- Saved entries -

•••

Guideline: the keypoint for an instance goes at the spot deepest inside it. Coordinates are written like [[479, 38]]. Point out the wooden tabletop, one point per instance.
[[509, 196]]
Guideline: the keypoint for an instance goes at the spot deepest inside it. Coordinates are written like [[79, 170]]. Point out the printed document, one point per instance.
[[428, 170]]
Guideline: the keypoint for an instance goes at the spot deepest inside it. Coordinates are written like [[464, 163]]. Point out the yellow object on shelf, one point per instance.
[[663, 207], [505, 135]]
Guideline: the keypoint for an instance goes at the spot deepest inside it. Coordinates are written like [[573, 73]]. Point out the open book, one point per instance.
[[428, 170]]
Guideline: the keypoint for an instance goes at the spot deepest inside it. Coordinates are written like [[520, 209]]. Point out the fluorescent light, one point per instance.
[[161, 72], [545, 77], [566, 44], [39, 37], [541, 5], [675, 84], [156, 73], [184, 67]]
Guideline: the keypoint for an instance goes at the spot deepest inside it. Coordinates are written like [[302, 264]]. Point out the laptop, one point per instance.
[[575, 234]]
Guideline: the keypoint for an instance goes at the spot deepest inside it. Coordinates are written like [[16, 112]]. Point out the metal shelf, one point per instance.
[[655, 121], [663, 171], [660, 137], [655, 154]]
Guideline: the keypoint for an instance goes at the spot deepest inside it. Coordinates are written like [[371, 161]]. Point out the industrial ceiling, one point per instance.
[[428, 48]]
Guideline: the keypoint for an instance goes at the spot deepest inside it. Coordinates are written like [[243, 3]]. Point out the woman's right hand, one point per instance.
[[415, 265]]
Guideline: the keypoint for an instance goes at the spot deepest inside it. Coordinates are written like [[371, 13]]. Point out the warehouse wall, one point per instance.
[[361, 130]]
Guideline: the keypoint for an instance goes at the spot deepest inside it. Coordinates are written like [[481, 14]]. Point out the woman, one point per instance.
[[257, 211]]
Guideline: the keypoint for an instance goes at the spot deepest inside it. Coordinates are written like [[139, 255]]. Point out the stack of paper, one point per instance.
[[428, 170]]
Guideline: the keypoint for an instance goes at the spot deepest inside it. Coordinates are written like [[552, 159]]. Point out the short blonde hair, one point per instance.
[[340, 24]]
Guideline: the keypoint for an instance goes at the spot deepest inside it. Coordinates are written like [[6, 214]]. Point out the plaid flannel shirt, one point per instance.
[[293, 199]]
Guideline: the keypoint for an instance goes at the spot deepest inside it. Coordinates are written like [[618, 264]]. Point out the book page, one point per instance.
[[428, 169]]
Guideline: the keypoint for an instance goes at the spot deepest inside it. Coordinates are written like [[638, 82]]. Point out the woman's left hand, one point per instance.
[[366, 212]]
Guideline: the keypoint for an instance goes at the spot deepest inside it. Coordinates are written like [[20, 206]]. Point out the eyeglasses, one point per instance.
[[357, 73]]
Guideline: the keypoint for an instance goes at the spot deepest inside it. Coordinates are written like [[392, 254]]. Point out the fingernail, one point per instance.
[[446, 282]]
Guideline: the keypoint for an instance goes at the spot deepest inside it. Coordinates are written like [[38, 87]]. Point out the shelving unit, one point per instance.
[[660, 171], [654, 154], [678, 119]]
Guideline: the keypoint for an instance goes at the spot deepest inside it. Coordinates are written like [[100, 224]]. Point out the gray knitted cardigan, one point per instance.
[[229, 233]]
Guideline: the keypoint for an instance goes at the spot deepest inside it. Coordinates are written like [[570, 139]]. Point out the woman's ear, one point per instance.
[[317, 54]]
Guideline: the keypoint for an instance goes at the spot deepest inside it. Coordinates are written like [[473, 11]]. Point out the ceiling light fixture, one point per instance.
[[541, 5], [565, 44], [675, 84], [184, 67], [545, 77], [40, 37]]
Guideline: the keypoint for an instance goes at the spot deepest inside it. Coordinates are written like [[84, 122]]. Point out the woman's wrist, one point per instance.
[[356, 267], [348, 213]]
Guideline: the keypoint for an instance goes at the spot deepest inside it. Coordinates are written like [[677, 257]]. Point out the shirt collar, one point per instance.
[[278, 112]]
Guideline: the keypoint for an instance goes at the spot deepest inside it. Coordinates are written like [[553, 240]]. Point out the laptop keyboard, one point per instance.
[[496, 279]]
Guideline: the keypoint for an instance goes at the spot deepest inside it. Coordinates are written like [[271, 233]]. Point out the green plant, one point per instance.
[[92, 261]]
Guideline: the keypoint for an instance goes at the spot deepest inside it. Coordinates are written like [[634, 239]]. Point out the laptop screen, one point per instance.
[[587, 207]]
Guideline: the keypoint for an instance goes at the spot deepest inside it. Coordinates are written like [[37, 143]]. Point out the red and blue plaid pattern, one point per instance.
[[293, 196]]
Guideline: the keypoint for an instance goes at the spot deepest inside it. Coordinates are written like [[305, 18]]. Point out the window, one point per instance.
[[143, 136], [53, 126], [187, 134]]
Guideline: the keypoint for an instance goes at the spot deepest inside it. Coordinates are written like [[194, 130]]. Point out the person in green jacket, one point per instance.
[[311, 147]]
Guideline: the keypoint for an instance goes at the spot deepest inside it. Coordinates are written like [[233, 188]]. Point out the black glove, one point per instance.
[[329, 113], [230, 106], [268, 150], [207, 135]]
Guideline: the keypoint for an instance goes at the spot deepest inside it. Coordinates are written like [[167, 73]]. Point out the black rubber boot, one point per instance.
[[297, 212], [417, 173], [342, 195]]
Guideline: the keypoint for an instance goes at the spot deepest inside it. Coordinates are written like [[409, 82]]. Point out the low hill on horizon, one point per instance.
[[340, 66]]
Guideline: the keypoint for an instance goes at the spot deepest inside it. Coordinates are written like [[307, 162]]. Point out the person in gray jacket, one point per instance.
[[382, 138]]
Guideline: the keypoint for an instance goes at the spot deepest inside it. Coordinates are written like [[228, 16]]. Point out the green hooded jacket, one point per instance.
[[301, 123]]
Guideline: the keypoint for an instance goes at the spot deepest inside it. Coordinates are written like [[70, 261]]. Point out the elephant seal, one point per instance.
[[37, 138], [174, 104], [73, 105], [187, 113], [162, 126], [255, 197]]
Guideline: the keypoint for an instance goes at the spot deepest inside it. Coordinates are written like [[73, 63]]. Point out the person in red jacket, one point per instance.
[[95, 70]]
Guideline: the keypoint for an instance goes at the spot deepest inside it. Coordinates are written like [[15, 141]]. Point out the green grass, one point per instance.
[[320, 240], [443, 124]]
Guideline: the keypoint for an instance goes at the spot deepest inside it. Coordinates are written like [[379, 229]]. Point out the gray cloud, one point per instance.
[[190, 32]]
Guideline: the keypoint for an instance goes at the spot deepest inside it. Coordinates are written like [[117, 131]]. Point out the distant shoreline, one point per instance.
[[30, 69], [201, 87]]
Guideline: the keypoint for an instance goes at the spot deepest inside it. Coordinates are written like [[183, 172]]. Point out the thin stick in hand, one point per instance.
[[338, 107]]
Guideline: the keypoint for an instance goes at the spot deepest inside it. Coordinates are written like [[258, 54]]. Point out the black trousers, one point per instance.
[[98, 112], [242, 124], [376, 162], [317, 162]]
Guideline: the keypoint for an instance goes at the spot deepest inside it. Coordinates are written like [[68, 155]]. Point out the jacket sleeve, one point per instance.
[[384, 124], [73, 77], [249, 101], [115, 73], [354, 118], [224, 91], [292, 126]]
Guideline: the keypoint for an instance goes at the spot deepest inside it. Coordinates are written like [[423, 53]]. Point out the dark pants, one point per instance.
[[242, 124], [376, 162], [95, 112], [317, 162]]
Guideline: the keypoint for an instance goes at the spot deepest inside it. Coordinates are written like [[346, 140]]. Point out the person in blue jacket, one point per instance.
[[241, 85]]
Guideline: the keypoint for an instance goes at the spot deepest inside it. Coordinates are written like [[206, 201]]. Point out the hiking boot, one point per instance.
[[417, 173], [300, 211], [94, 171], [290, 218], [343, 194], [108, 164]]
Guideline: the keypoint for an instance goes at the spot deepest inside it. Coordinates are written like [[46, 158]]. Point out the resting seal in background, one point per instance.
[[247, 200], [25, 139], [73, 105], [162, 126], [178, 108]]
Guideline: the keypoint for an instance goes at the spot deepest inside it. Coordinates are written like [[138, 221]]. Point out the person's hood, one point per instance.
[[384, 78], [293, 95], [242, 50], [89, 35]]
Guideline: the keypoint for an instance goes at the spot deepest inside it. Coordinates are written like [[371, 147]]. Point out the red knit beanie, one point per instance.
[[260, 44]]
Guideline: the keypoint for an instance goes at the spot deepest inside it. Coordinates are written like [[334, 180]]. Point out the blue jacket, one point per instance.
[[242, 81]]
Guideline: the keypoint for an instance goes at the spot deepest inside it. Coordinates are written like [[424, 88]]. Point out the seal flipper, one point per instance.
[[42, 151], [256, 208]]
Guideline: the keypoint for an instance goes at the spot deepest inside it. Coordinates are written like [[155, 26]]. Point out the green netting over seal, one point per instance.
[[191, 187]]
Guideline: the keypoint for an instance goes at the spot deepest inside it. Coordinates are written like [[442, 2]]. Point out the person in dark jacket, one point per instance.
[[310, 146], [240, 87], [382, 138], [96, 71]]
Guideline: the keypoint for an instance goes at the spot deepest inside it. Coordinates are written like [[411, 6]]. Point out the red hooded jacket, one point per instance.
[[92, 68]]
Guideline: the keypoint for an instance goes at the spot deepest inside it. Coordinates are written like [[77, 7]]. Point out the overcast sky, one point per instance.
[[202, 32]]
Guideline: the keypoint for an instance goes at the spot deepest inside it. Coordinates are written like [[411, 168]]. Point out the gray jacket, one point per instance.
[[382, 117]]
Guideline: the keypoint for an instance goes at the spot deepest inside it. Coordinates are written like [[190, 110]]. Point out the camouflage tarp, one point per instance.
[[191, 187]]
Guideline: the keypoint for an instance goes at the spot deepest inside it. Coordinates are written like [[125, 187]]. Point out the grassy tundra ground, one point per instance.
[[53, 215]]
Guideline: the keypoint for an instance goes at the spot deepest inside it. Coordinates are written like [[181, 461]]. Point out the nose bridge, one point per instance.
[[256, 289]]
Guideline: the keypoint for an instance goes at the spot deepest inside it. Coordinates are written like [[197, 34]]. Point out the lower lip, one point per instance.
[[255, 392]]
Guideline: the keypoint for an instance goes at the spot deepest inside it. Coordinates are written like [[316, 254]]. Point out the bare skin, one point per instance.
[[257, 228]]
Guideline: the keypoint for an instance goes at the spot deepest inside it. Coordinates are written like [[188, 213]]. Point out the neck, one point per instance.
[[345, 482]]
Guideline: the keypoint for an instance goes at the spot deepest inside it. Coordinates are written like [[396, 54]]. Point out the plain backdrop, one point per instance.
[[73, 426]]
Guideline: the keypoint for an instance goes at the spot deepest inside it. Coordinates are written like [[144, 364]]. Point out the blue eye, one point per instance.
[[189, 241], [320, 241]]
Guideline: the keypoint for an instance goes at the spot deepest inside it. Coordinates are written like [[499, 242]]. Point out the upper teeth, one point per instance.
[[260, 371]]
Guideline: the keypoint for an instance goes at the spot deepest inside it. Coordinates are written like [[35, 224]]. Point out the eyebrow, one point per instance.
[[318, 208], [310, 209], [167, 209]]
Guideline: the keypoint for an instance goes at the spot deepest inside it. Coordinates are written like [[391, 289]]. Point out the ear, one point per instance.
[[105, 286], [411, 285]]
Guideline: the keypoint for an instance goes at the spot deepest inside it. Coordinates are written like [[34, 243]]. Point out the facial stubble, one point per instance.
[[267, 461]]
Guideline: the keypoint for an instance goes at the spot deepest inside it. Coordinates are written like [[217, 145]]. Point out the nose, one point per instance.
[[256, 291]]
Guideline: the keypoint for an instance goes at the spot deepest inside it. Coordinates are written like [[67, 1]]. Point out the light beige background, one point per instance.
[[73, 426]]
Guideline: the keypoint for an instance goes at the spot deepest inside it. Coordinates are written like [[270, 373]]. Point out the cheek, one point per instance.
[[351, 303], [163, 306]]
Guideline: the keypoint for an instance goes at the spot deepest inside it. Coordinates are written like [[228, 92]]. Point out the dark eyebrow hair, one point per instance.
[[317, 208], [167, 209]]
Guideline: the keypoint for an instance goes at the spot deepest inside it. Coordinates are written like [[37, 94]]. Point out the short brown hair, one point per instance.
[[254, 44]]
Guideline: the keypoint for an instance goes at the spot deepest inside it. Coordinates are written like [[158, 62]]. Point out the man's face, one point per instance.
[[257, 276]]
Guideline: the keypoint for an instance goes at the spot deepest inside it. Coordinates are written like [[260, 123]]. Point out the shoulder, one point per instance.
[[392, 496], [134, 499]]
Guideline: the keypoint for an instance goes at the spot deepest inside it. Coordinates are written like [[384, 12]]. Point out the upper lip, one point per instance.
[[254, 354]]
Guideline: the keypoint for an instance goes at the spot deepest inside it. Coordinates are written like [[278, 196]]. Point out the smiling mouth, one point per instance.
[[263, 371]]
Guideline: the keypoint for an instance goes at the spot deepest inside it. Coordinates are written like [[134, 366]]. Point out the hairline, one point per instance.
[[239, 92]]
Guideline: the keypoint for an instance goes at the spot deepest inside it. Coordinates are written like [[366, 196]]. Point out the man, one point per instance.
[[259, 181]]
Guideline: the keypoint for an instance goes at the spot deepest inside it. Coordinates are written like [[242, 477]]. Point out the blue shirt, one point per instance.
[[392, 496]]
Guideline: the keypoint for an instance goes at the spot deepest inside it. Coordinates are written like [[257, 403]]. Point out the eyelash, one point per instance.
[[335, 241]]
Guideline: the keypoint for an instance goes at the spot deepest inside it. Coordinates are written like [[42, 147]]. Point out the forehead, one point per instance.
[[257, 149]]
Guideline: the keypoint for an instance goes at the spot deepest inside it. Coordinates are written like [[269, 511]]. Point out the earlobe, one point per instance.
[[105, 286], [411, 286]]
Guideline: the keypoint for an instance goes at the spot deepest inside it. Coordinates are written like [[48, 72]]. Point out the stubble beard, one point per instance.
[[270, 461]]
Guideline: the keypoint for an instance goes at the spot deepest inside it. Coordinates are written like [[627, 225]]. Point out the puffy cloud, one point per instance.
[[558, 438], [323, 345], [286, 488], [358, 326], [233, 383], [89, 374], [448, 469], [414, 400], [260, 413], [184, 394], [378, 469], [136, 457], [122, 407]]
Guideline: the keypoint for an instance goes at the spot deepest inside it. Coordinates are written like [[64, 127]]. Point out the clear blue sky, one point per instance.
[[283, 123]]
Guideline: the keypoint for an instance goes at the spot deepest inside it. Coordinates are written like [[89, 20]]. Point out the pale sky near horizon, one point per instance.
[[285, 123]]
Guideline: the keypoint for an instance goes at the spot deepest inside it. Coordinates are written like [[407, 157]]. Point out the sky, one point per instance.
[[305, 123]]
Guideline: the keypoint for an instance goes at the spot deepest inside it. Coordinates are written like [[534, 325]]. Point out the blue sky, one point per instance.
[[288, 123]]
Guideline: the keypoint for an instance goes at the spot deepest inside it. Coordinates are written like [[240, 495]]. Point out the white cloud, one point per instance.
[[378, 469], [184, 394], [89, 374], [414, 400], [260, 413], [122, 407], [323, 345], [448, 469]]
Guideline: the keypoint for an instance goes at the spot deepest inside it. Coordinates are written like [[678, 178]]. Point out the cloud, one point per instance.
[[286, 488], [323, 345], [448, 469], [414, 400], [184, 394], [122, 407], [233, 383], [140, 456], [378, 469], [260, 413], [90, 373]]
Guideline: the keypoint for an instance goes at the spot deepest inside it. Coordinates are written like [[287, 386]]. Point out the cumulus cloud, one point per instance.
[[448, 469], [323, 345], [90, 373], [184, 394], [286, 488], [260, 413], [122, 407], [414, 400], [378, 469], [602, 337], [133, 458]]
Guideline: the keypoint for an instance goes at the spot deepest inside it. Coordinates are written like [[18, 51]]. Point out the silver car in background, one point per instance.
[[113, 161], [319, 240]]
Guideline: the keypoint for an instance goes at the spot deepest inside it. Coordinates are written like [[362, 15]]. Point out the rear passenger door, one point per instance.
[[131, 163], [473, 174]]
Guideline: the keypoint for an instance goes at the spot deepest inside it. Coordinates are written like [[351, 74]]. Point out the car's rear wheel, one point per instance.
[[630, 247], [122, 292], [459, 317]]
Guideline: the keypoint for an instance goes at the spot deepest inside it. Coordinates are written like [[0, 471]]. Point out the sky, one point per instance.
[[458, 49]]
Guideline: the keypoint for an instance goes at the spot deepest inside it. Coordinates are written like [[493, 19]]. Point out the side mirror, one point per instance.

•••

Set down exactly what runs from the line containing "wheel, one point per instance." through the last line above, both lines included.

- Answer section -
Guideline: the keypoint for an instance goes at the spot deepest inside it. Coordinates are written like [[351, 74]]. Point out the car's rear wheel, one point per instance.
[[630, 247], [122, 292], [459, 317]]
Guideline: the keypoint for an instance goes at the spot deepest inside it. Coordinates are written like [[0, 471]]. Point out the sky, one point per instance.
[[458, 49]]
Guideline: the keypoint for an instance goes at the spot deepest inside it. Coordinates are written like [[493, 19]]. Point out the side mirror, one point per instance.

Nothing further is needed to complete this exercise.